Recorded data
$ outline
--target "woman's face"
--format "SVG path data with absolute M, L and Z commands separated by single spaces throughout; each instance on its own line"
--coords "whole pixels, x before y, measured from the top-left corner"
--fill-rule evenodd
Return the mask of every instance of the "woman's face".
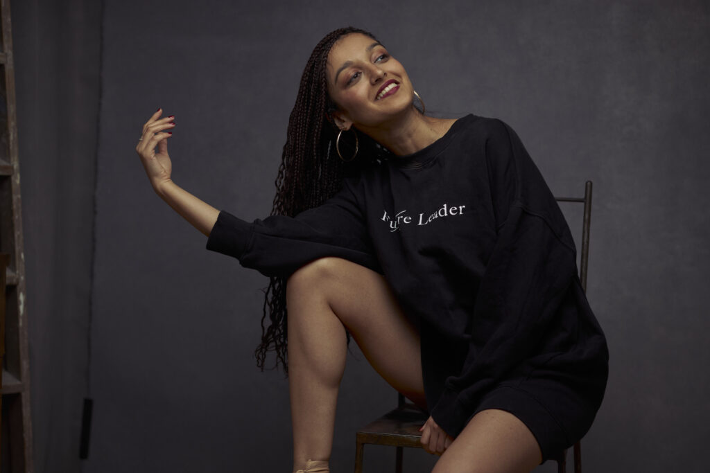
M 333 45 L 326 77 L 342 129 L 376 128 L 411 109 L 413 89 L 404 67 L 366 35 L 346 35 Z

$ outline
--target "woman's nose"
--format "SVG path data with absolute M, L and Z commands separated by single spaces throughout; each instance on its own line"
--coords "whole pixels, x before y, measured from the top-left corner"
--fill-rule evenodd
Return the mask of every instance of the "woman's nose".
M 372 82 L 373 84 L 382 80 L 386 75 L 387 72 L 385 72 L 383 70 L 382 70 L 377 66 L 373 65 L 372 72 L 370 74 L 370 77 L 371 78 L 371 81 Z

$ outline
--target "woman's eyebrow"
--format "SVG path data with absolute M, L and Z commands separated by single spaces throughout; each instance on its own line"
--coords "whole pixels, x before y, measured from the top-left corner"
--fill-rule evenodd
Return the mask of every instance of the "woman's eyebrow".
M 369 46 L 368 46 L 367 48 L 366 48 L 365 50 L 367 51 L 368 52 L 369 52 L 372 50 L 375 49 L 375 48 L 376 46 L 382 46 L 382 43 L 380 43 L 379 41 L 375 41 L 371 45 L 370 45 Z M 384 48 L 384 46 L 383 46 L 383 48 Z M 338 82 L 338 76 L 340 75 L 340 73 L 342 72 L 344 69 L 347 69 L 348 67 L 349 67 L 351 65 L 353 65 L 353 62 L 352 61 L 345 61 L 345 62 L 343 63 L 343 65 L 340 66 L 340 67 L 338 69 L 338 70 L 335 72 L 335 78 L 333 79 L 333 82 Z

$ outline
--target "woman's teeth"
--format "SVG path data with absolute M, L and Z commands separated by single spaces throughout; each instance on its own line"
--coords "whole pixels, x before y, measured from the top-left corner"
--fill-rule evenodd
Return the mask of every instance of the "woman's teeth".
M 386 94 L 387 92 L 390 91 L 390 90 L 396 87 L 397 85 L 398 84 L 396 82 L 393 82 L 392 84 L 390 84 L 388 86 L 383 89 L 381 92 L 377 94 L 377 97 L 375 98 L 375 100 L 379 100 L 380 99 L 383 97 L 385 96 L 385 94 Z

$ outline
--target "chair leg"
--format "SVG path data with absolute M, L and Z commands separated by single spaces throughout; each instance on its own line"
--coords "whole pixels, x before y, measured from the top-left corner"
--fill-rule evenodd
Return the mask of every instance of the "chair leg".
M 355 443 L 355 473 L 362 473 L 362 457 L 364 455 L 365 445 L 357 439 Z
M 574 444 L 574 473 L 581 473 L 581 444 Z
M 567 467 L 565 459 L 557 460 L 557 473 L 567 473 Z
M 562 456 L 557 459 L 557 473 L 567 473 L 567 451 L 562 450 Z

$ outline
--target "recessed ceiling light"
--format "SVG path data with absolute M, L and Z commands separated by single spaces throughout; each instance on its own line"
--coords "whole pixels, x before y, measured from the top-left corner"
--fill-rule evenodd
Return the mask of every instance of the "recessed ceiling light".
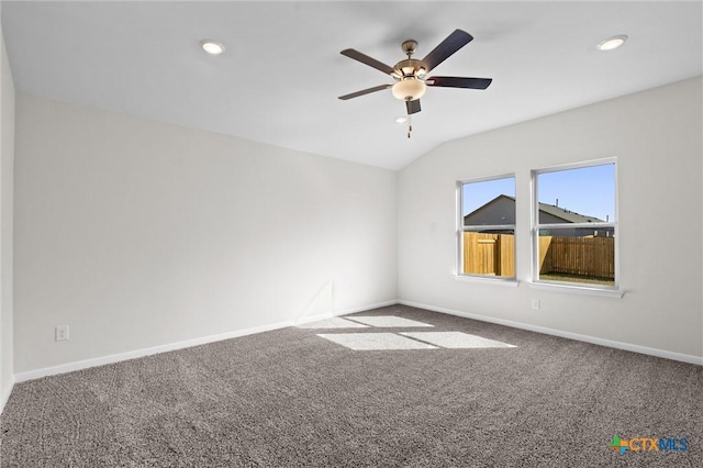
M 210 55 L 220 55 L 224 52 L 224 45 L 213 40 L 202 40 L 200 46 Z
M 599 51 L 603 52 L 613 51 L 625 44 L 625 41 L 627 41 L 627 36 L 625 34 L 618 34 L 616 36 L 612 36 L 601 41 L 596 47 Z

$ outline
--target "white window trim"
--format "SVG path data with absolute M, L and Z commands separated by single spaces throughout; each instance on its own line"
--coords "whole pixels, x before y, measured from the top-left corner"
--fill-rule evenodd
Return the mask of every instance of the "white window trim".
M 489 180 L 499 180 L 499 179 L 513 179 L 515 183 L 515 224 L 494 224 L 494 225 L 481 225 L 481 226 L 465 226 L 464 225 L 464 186 L 466 183 L 473 182 L 486 182 Z M 514 172 L 503 174 L 498 176 L 488 176 L 488 177 L 479 177 L 476 179 L 467 179 L 457 181 L 456 189 L 457 204 L 456 204 L 456 213 L 457 213 L 457 225 L 456 225 L 456 238 L 457 238 L 457 271 L 455 278 L 457 280 L 462 281 L 475 281 L 482 283 L 494 283 L 494 285 L 503 285 L 510 287 L 516 287 L 520 281 L 517 281 L 517 265 L 513 265 L 513 270 L 515 271 L 514 277 L 491 277 L 487 275 L 470 275 L 464 272 L 464 232 L 467 231 L 467 227 L 480 227 L 480 229 L 493 229 L 493 230 L 513 230 L 513 235 L 515 236 L 515 263 L 517 263 L 517 177 Z
M 591 283 L 577 283 L 577 282 L 563 282 L 563 281 L 545 281 L 539 279 L 539 230 L 540 229 L 567 229 L 563 224 L 539 224 L 539 203 L 537 198 L 537 176 L 539 174 L 545 172 L 556 172 L 560 170 L 567 169 L 579 169 L 583 167 L 592 167 L 600 166 L 605 164 L 614 165 L 614 192 L 615 192 L 615 213 L 614 221 L 607 223 L 571 223 L 568 224 L 568 227 L 589 227 L 589 229 L 599 229 L 599 227 L 613 227 L 615 230 L 615 278 L 614 286 L 612 287 L 599 287 L 598 285 Z M 531 245 L 532 245 L 532 281 L 529 281 L 529 287 L 534 289 L 543 289 L 549 291 L 561 291 L 561 292 L 572 292 L 588 296 L 605 296 L 612 298 L 622 298 L 625 293 L 620 288 L 620 230 L 618 230 L 618 189 L 617 189 L 617 157 L 607 157 L 602 159 L 593 159 L 582 163 L 574 164 L 565 164 L 558 166 L 545 167 L 542 169 L 533 169 L 531 172 Z

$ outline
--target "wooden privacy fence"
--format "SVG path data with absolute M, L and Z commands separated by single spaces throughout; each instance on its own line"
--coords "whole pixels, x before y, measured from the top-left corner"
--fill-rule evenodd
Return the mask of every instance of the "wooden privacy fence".
M 515 236 L 465 232 L 464 272 L 514 277 Z
M 513 234 L 464 233 L 464 272 L 515 276 Z M 615 277 L 614 237 L 539 237 L 539 274 Z
M 614 237 L 539 237 L 539 274 L 615 278 Z

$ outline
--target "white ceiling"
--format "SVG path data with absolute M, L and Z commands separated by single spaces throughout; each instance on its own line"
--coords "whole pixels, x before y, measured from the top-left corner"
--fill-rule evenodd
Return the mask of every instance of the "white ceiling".
M 444 142 L 702 74 L 701 1 L 11 2 L 2 27 L 15 88 L 32 94 L 399 169 Z M 431 75 L 493 78 L 429 88 L 413 137 L 388 65 L 473 35 Z M 595 49 L 627 34 L 624 47 Z M 226 52 L 207 56 L 202 38 Z

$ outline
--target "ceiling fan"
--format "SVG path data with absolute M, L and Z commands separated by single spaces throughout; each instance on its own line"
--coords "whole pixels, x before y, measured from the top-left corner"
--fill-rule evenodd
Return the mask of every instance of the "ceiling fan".
M 405 101 L 408 115 L 421 111 L 420 98 L 425 93 L 426 87 L 443 88 L 468 88 L 468 89 L 486 89 L 491 83 L 491 78 L 462 78 L 462 77 L 442 77 L 427 74 L 437 65 L 449 58 L 455 52 L 471 42 L 473 37 L 466 31 L 455 30 L 444 41 L 439 43 L 425 58 L 419 60 L 413 58 L 413 54 L 417 48 L 417 42 L 408 40 L 402 43 L 401 48 L 408 55 L 408 58 L 400 60 L 393 67 L 388 66 L 375 58 L 369 57 L 354 48 L 345 48 L 341 52 L 349 58 L 354 58 L 362 64 L 373 67 L 377 70 L 390 75 L 395 82 L 393 85 L 380 85 L 373 88 L 362 89 L 349 94 L 339 96 L 339 99 L 358 98 L 359 96 L 369 94 L 371 92 L 381 91 L 392 88 L 393 97 L 401 101 Z

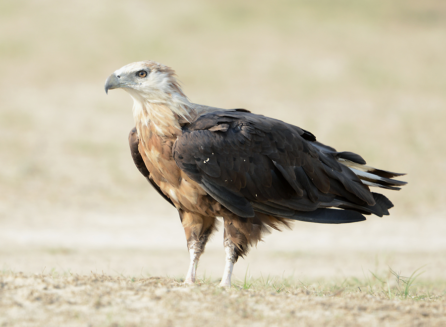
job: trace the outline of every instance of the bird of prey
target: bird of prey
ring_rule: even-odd
[[[133,99],[129,142],[140,172],[178,210],[196,278],[206,242],[223,220],[226,261],[220,286],[230,287],[234,263],[262,235],[292,220],[339,224],[388,215],[392,203],[369,187],[399,190],[402,174],[366,166],[309,131],[245,109],[191,102],[175,72],[153,62],[130,64],[107,78]]]

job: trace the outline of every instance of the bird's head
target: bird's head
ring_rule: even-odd
[[[132,63],[118,69],[107,78],[106,93],[122,88],[135,101],[160,103],[172,97],[186,98],[175,71],[169,67],[151,61]]]

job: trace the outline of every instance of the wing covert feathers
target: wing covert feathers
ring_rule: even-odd
[[[178,167],[241,217],[256,212],[343,223],[362,214],[389,214],[391,202],[369,186],[399,189],[401,176],[365,166],[311,133],[280,121],[233,110],[199,117],[183,127],[172,148]],[[328,209],[337,207],[340,209]]]
[[[156,183],[153,181],[153,180],[150,177],[150,172],[146,167],[146,164],[143,160],[142,156],[139,152],[139,137],[138,135],[138,132],[136,131],[136,128],[134,127],[130,131],[130,133],[128,134],[128,145],[130,148],[130,153],[132,155],[132,158],[133,159],[133,162],[135,165],[138,168],[138,170],[141,173],[146,179],[152,185],[153,188],[162,196],[164,199],[174,206],[173,202],[169,199],[163,191],[159,186],[157,185]]]

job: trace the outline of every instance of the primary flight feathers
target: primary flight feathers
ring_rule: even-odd
[[[403,174],[365,165],[311,132],[244,109],[191,103],[170,68],[134,63],[110,75],[105,89],[133,98],[136,127],[129,142],[140,172],[178,210],[194,282],[198,260],[223,217],[229,286],[233,263],[269,227],[290,220],[324,223],[388,215],[392,203],[369,186],[399,190]]]

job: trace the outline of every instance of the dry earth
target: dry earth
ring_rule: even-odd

# Task description:
Reproduce only the lines between the line containing "job: trace the outline of every instance of the bird of" and the last line of the records, those two lines included, exactly.

# Task result:
job: trace the outline of every instance of the bird of prey
target: bird of prey
ring_rule: even-odd
[[[133,99],[129,142],[140,172],[178,210],[196,278],[206,242],[223,220],[226,261],[220,286],[230,287],[234,263],[262,235],[292,220],[339,224],[388,215],[392,203],[369,187],[399,190],[402,174],[366,166],[309,131],[245,109],[191,102],[175,72],[153,62],[130,64],[107,78]]]

job: trace the outline of every instance of the bird's head
target: bird's head
ring_rule: even-odd
[[[132,63],[118,69],[107,78],[106,93],[122,88],[135,101],[160,103],[172,97],[186,98],[175,71],[169,67],[151,61]]]

job: trace the outline of every instance of the wing covert feathers
target: wing covert feathers
ring_rule: even-odd
[[[178,167],[241,217],[256,212],[343,223],[362,214],[389,214],[391,202],[369,186],[399,189],[401,176],[365,166],[311,133],[280,121],[233,110],[199,117],[183,127],[172,148]],[[328,209],[337,207],[340,209]]]
[[[156,183],[153,181],[153,180],[150,177],[150,172],[146,167],[146,164],[143,160],[142,156],[139,152],[139,137],[138,135],[138,132],[136,131],[136,128],[134,127],[130,131],[130,133],[128,134],[128,145],[130,148],[130,153],[132,155],[132,158],[133,159],[133,162],[135,165],[138,168],[138,170],[141,173],[146,179],[152,185],[153,188],[162,196],[164,199],[174,206],[173,202],[169,199],[163,191],[159,186],[157,185]]]

job: trace the outline of every instance of the primary flight feathers
target: primary flight feathers
ring_rule: even-odd
[[[403,174],[365,165],[311,132],[244,109],[191,103],[170,68],[134,63],[110,75],[105,89],[133,98],[136,127],[129,142],[140,172],[178,210],[194,282],[198,260],[223,217],[229,286],[233,263],[269,227],[290,220],[324,223],[388,215],[392,203],[369,186],[399,190]]]

job: trace the outline of every instance of the dry earth
target: dry earth
ring_rule: even-odd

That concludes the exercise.